*EXCERPTED PASSAGE*:

======

On the west side of Rocky Mountain National Park are the first of many dams across the Colorado River forming several lakes around Granby, Colorado. Arapaho National Recreation Area contains five reservoirs, the largest of which is Lake Granby (but not including Grand Lake and Shadow Mountain Lake). Also nearby, Monarch Lake is the starting point for multiple trails into the Indian Peaks Wilderness. Despite its proximity to the Denver metropolitan area, this untamed country is home to a variety of wildlife including moose, martens, and mountain lions, as well as the river otter and ouzel (or dipper) we saw during our January visit.
Lake Granby, Monarch Lake, Meadow Creek Reservoir, Roaring Fork Falls, Willow Creek Reservoir, High Lonesome Trail, Continental Divide National Scenic Trail
The largest reservoir in Arapaho National Recreation Area is Lake Granby, an area popular with snowmobilers and ice fisherman in the winter. Summer is also a good time to visit when the lakes are unfrozen and available for boating, swimming, and other water sports. That’s when backpackers on the Continental Divide National Scenic Trail prefer to come through here.

======

*WORK INSTRUCTIONS*: In the passage on Arapaho National Recreation Area, which lake is the starting point for multiple trails into the Indian Peaks Wilderness? The rows after the passage are separate material and are not part of the passage.

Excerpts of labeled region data
======

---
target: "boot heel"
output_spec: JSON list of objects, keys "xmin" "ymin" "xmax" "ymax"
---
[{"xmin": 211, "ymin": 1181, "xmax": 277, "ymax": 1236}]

======

*RESULT*: Monarch Lake